**Exercise description**
Return the data below in full and exactly, except that the pictures are dropped.

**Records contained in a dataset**
....

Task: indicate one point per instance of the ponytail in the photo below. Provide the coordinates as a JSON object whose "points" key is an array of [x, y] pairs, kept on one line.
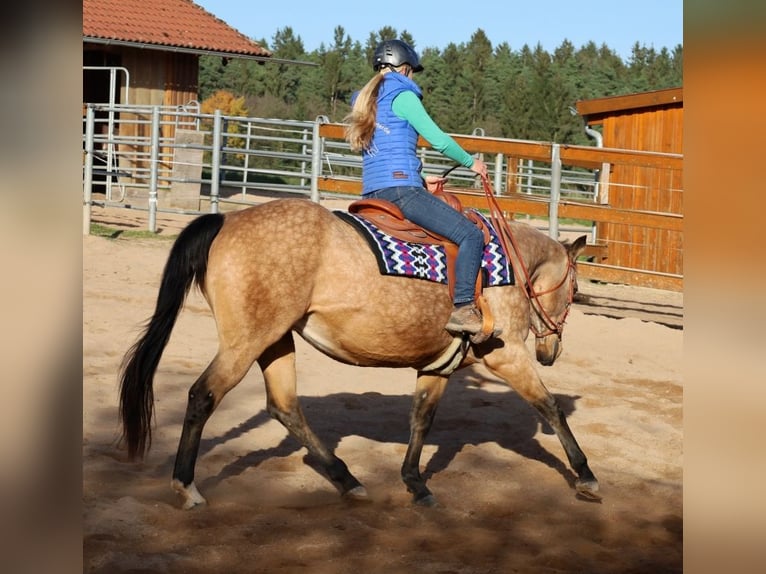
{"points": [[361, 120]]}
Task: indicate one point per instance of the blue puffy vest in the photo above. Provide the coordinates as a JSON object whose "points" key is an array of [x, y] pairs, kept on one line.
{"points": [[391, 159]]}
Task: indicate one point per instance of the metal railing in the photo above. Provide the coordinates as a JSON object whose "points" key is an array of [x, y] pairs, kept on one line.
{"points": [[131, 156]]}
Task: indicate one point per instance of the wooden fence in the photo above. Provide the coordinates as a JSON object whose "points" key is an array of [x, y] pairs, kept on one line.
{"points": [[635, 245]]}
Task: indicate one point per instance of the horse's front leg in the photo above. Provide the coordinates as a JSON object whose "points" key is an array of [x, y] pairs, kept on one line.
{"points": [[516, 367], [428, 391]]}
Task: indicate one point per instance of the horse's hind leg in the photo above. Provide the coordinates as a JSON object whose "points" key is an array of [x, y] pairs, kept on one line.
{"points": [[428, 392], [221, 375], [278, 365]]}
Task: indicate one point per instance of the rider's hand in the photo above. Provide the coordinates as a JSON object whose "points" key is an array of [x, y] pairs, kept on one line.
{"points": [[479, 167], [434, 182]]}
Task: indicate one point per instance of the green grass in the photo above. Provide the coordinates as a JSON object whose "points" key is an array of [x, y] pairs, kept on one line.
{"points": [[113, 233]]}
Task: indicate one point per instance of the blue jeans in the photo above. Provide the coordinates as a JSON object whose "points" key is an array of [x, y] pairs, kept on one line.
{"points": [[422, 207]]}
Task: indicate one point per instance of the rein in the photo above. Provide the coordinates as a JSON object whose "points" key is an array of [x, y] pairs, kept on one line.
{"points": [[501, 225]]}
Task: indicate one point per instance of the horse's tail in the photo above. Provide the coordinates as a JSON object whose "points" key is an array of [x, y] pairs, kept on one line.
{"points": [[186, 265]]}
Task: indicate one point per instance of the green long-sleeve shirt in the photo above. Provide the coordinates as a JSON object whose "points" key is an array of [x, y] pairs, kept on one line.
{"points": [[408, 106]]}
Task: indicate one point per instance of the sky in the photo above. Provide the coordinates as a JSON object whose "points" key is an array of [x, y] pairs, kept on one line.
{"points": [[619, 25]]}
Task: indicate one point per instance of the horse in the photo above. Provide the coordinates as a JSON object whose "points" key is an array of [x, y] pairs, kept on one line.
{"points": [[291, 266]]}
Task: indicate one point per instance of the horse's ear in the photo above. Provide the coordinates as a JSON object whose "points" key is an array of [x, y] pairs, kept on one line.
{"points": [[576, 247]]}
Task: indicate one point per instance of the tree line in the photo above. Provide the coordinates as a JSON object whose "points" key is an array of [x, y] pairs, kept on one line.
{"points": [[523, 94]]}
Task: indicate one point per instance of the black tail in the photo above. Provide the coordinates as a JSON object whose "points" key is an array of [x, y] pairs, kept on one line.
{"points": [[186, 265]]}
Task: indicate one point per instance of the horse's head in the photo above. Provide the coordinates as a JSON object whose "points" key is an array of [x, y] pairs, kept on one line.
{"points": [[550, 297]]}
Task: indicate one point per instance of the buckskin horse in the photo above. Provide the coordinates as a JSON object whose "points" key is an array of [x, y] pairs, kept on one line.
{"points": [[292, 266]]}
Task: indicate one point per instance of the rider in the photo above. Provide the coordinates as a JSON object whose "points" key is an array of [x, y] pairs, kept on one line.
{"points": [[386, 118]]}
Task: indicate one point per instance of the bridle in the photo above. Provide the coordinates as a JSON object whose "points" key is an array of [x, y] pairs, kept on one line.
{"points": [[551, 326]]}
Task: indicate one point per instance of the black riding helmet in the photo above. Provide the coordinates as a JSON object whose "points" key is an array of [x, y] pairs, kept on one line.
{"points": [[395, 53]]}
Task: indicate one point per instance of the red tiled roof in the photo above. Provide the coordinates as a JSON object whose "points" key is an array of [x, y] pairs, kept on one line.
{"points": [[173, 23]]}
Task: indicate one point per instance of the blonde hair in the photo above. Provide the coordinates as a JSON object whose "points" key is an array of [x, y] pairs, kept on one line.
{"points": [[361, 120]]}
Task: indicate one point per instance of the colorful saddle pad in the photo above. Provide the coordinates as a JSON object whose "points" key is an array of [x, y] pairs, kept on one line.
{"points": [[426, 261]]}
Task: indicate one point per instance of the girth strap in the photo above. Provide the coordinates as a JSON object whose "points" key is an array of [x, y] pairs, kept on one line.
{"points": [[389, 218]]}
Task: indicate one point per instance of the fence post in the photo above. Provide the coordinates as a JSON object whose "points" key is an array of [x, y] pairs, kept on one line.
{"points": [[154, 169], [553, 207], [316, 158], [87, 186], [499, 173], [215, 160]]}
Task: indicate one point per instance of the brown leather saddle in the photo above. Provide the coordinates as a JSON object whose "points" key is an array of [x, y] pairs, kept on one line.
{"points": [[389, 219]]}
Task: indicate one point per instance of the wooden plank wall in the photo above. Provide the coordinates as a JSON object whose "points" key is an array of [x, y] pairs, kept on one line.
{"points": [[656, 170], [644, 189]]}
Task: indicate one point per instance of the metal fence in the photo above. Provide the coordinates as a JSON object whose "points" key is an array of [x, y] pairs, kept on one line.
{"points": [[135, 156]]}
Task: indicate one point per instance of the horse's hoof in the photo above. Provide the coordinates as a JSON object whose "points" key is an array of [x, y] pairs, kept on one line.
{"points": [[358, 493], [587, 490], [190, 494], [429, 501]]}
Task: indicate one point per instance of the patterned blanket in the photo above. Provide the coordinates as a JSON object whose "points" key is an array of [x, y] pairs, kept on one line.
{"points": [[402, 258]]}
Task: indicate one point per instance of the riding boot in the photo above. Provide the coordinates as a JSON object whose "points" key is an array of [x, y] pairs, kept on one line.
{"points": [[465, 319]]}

....

**Answer to the exercise**
Task: indicate one point per instance of the ponytail in the photo below. Provide the coordinates as a JSON object whose "points" key is an array of [x, y] pairs, kept on one line.
{"points": [[361, 120]]}
Task: indicate one point per instance of the blue puffy vest in the photo above. Provide the coordinates as a JSON object whose "points" key is an array of [x, y] pairs, kept on one line.
{"points": [[391, 159]]}
Task: indicate one point per instance of the metal railing in the photo above. Provide the coordinates as a JSON object whose "points" key is an array of [x, y] pairs, kept on one line.
{"points": [[131, 156]]}
Task: indicate one point per instance of the wooden fence in the photo above. Provide the coordinates as a JSON object whose "points" key is an array of [x, y] pairs, kept on one line.
{"points": [[635, 245]]}
Task: indicate one point per instance of the horse's front leg in the photo above. Provide the coordinates as a JSON object whose "points" key is an array of [x, y] pairs, kept on one line.
{"points": [[516, 367], [428, 391]]}
Task: indicate one point per instance of the horse's hind leg in the photo above. Provide the coordinates as a JSON object whose "points" key is an array of [x, y] pairs, kept on one line.
{"points": [[428, 392], [221, 375], [278, 365]]}
Task: indicate one point per instance of the rider's hand in the photo above. Provide the coordinates as a JSON object whose "points" key is an array of [x, y] pairs, kept on one line.
{"points": [[479, 167], [434, 182]]}
Task: indicate one point per instance of the green grass in the photo above. Provide the coordinates as a JSON object whose "points" key is an array of [x, y] pairs, kept on one line.
{"points": [[113, 233]]}
Task: indicate one point per instance of the blue jeans in the photo above. Provide the coordinates as a JSON object whose "points" key is an array of [x, y] pairs, kept on one line.
{"points": [[422, 207]]}
Task: indicate one point per instance of the rein in the photo above. Provide the coordinates as a JSON object whose "points" key is an array of [x, y] pairs, kept on one line.
{"points": [[501, 225]]}
Task: indicate one point per instance of the horse's tail in the photo above. Provide the coordinates as a JSON object whose "points" key is an array of [x, y] pairs, kept on one line.
{"points": [[186, 265]]}
Task: indicate one point per instance of the green long-sleeve shirt in the photo above. Provide the coordinates as a JSON object whose "points" key is an array of [x, y] pairs, kept on one line.
{"points": [[408, 106]]}
Task: indicate one point per instance of the sky in the photo above. Provide the coordinates as a JSON object whose "points" key is an array of [x, y] pairs, kept on one line.
{"points": [[619, 25]]}
Task: indicate one point per instance of the horse in the photo above. Provide the coordinates as a JSON object whose "points" key is an array of [x, y] pairs, kept on one line.
{"points": [[291, 266]]}
Task: indicate one point per instance of the horse's ear in the photo above. Provide the coordinates as a JSON object whose "points" key is an array of [x, y] pairs, kept on one line.
{"points": [[576, 247]]}
Task: indicate one point per instance of the tree line in the photo above. Provide the coordinates as a JSON object whose "points" key is an array of [x, y] pairs, kept on one line.
{"points": [[523, 94]]}
Task: indicate one point per instance of the black tail in the photo above. Provide the coordinates as a JSON object whose "points" key is an array of [x, y] pairs, kept on one line.
{"points": [[186, 265]]}
Task: indicate one point per instance of the horse's head in the photo above. Provide the coordinates as a JSON object whose "points" key is an array of [x, y] pairs, kept on one line.
{"points": [[550, 297]]}
Task: indicate one point per instance of the buckskin horse in the photo above. Provide the coordinates as a JSON object whose "points" key is an array of [x, y] pairs, kept on one line.
{"points": [[292, 266]]}
Task: indicate one point per instance of the rider in the photo above. Provide the coordinates as a JSON object whose "points" key is an array of [x, y] pairs, kept on one line.
{"points": [[386, 118]]}
Task: indicate one point per instance of the bridle in the photo above. Provide the coordinates as a JSON object whose "points" key is an array of [x, y] pairs, kept on one line.
{"points": [[551, 326]]}
Task: indicate one point per instance of the black riding helmet in the photo above. Provide the coordinates as a JSON object whose "points" key is an array of [x, y] pairs, kept on one line.
{"points": [[395, 53]]}
Task: indicate one point per instance of the red tiled roof in the photo above. Provide the coordinates as a JSON object whose "points" key is an array of [x, y] pairs, kept on one line.
{"points": [[173, 23]]}
Task: indicate one point per instance of the blonde hair in the photo above. Provide the coordinates as a JSON object whose "points" key is an array of [x, y] pairs, kept on one line.
{"points": [[361, 120]]}
Task: indicate one point per instance of the colorful saddle pad in the photo above. Provide the coordinates as a JSON object whose "points" key is an array of [x, y] pairs, kept on one line.
{"points": [[426, 261]]}
Task: indicate one point per instance of the girth strap in the photo above. Provide the coordinates as a JSON object whose "points" key is an array of [x, y] pairs, kept on one line.
{"points": [[389, 218]]}
Task: indicate one point per instance of the fence post in the photo above. Provide the coordinates as a JSON object whose "points" key is an array of [x, y] pairs, kept on one line.
{"points": [[154, 169], [553, 207], [316, 158], [87, 186], [499, 173], [215, 160]]}
Task: indicate one point per instance of the brown leather saddle in the photo above. Provide the coordinates as a JSON object whose "points" key is an array of [x, y] pairs, kept on one line.
{"points": [[389, 219]]}
Task: indicate one point per instance of the wooden plank wall in the photo above. Provide the coordinates as a JSON object whose "points" key is an array of [x, y] pairs, kept on one line.
{"points": [[656, 170], [644, 189]]}
Task: indicate one point per instance of the metal fence in the photo above. Provide the coordinates as a JSON object whose "points" key is an array of [x, y] pairs, kept on one line.
{"points": [[135, 156]]}
Task: indicate one point per instance of the horse's hoof in the photo above. Provide the coordinates as a JSON object whose "points" key is an array of [x, y] pairs, kept on one line.
{"points": [[358, 493], [587, 490], [190, 494], [429, 501]]}
Task: indicate one point per instance of the patterned blanket in the photo above. Provide the coordinates as a JSON object whose "points" key is an array of [x, y] pairs, kept on one line.
{"points": [[402, 258]]}
Task: indicate one point per instance of the riding boot in the photo above. Provide the coordinates as a JSON object whose "points" key is an array of [x, y] pairs, kept on one line.
{"points": [[465, 319]]}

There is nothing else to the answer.